What is being asked: With the line containing "point: the rocky mesa in this photo" as the start and the line containing "point: the woman's fist in this photo" as the end, transcribe that span of the entries below exactly, including both.
(Material shown Opens)
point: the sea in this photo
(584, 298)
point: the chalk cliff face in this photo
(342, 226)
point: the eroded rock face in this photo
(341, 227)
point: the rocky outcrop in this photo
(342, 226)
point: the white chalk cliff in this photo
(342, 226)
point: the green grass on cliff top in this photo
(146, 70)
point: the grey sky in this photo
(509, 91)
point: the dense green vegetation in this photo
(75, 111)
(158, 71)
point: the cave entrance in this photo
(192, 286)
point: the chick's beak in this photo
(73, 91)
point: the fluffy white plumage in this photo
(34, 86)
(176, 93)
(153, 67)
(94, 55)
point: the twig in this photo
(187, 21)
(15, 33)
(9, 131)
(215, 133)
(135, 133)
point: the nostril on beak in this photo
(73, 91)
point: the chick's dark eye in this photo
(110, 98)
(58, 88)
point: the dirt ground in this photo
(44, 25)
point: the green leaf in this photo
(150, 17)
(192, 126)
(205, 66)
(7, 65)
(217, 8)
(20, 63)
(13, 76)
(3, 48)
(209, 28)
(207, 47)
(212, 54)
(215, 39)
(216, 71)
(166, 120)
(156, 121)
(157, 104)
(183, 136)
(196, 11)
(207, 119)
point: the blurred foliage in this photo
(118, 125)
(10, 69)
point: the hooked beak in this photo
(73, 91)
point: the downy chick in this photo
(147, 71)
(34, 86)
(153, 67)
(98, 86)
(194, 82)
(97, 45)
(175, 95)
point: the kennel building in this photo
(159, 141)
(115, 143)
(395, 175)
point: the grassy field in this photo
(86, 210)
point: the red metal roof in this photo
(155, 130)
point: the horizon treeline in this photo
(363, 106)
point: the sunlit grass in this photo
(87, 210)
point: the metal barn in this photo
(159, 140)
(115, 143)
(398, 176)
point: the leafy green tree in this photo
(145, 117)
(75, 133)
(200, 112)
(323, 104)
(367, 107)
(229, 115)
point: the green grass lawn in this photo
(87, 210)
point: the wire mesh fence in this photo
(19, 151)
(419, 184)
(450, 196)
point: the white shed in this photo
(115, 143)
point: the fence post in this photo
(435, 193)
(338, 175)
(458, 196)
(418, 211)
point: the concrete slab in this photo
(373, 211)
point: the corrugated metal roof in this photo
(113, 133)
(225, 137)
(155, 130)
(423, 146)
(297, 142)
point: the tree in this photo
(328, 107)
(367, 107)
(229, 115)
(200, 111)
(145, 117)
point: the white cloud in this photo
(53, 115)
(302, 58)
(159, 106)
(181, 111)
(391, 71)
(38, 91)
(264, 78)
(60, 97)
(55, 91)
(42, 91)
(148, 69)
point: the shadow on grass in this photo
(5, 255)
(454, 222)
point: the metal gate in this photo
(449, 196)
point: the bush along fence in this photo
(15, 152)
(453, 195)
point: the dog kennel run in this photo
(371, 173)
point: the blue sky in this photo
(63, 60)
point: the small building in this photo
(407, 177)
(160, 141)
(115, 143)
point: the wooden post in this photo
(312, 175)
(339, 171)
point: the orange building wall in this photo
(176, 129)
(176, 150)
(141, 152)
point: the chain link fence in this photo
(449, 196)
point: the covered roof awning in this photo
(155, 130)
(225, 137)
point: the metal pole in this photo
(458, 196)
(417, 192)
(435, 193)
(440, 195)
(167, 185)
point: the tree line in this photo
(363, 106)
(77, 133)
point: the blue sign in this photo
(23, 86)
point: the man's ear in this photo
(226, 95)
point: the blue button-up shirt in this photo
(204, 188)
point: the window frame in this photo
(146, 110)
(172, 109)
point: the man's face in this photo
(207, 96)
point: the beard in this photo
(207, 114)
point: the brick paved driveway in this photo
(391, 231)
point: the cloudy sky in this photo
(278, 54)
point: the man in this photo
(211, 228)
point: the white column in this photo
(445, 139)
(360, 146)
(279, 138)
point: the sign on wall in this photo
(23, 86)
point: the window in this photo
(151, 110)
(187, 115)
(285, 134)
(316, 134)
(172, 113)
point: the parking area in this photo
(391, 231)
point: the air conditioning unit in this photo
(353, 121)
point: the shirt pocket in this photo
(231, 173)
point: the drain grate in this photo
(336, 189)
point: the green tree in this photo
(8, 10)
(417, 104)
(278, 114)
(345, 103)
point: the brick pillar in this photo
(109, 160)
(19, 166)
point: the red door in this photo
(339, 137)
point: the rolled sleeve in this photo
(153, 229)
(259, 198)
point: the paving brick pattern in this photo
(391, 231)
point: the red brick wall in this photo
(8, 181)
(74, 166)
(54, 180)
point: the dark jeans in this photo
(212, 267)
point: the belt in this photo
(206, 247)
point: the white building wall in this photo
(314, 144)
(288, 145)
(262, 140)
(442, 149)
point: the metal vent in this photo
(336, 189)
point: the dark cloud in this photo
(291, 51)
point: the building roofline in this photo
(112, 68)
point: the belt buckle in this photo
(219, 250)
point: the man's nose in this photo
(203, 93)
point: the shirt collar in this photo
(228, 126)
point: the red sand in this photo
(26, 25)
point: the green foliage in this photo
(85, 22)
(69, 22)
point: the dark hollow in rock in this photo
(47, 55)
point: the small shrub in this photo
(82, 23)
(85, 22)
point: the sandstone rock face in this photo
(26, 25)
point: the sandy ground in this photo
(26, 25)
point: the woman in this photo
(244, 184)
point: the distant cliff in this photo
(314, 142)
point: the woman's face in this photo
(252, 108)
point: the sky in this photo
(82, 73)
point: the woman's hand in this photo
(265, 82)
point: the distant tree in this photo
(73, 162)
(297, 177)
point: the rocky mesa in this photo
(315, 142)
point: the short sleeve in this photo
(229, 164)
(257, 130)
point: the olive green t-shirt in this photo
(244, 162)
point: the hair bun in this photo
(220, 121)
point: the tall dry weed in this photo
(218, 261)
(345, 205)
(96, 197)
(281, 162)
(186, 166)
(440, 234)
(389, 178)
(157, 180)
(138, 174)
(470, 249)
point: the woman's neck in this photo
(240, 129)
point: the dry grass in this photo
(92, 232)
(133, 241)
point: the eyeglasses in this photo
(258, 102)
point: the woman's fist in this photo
(Material shown Closes)
(Material shown Opens)
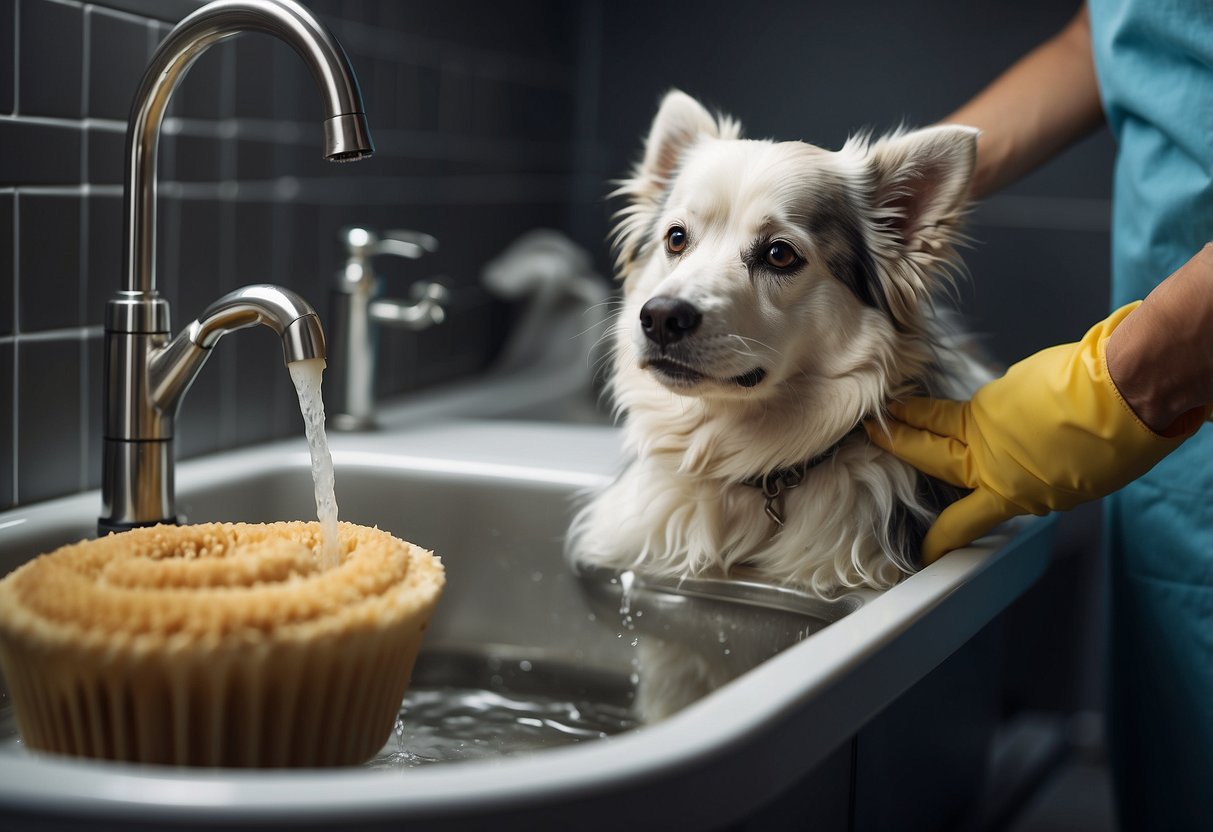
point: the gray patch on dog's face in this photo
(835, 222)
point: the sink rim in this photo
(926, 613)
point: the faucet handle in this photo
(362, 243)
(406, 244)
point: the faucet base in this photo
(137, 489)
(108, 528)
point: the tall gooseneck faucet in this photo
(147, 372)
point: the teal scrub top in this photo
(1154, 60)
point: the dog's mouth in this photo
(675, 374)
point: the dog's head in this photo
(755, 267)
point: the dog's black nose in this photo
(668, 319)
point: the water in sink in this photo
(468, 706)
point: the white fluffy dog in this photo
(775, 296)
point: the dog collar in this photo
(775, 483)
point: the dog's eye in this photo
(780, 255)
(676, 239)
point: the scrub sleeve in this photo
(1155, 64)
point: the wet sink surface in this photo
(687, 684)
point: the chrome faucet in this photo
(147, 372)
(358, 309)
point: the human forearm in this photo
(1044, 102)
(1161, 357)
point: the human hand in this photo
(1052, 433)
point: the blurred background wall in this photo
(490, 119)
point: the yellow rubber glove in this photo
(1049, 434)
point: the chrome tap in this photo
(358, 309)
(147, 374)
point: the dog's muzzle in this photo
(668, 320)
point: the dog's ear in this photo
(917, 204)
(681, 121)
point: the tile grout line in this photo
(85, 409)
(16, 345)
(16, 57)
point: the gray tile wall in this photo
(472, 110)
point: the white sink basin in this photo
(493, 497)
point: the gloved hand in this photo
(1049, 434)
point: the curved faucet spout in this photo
(Material shown Closes)
(Material shown Opens)
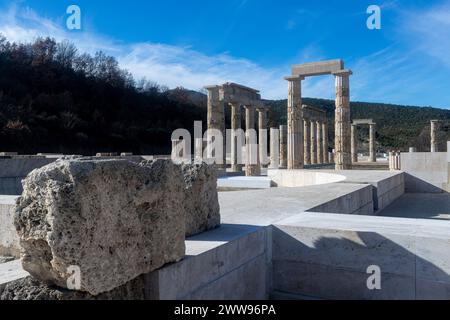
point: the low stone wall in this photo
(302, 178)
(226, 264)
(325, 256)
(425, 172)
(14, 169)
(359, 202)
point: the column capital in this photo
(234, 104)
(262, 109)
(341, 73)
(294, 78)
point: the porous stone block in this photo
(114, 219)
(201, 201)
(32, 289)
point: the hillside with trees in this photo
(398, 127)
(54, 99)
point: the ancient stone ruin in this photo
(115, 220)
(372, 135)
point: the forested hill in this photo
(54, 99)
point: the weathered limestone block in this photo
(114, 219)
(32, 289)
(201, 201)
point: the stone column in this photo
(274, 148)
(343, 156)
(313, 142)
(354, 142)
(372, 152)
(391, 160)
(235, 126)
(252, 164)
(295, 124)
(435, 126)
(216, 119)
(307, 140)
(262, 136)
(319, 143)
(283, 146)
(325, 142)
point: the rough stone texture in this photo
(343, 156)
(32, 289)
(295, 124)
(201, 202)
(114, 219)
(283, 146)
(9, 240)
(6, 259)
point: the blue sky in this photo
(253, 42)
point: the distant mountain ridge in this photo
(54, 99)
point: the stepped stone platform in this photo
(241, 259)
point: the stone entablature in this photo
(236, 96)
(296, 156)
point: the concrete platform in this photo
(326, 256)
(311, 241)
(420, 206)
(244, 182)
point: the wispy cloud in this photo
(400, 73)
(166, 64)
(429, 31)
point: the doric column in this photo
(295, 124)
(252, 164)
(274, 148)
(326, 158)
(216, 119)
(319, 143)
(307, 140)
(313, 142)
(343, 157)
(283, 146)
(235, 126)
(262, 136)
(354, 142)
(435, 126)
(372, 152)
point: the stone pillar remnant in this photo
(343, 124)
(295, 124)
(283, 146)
(Material shown Closes)
Output for this task:
point: the rocky mesa in this photo
(315, 142)
point: the short sleeve in this photo
(229, 164)
(257, 130)
point: the olive green t-shirt in this photo
(244, 162)
point: the hair bun in this photo
(220, 121)
point: the tall dry weed in this photo
(218, 261)
(345, 205)
(96, 197)
(281, 162)
(186, 166)
(440, 234)
(389, 178)
(157, 180)
(138, 174)
(470, 249)
point: the woman's neck in this photo
(240, 129)
point: the dry grass in this photo
(92, 232)
(133, 241)
point: the eyeglasses in this photo
(258, 102)
point: the woman's fist in this photo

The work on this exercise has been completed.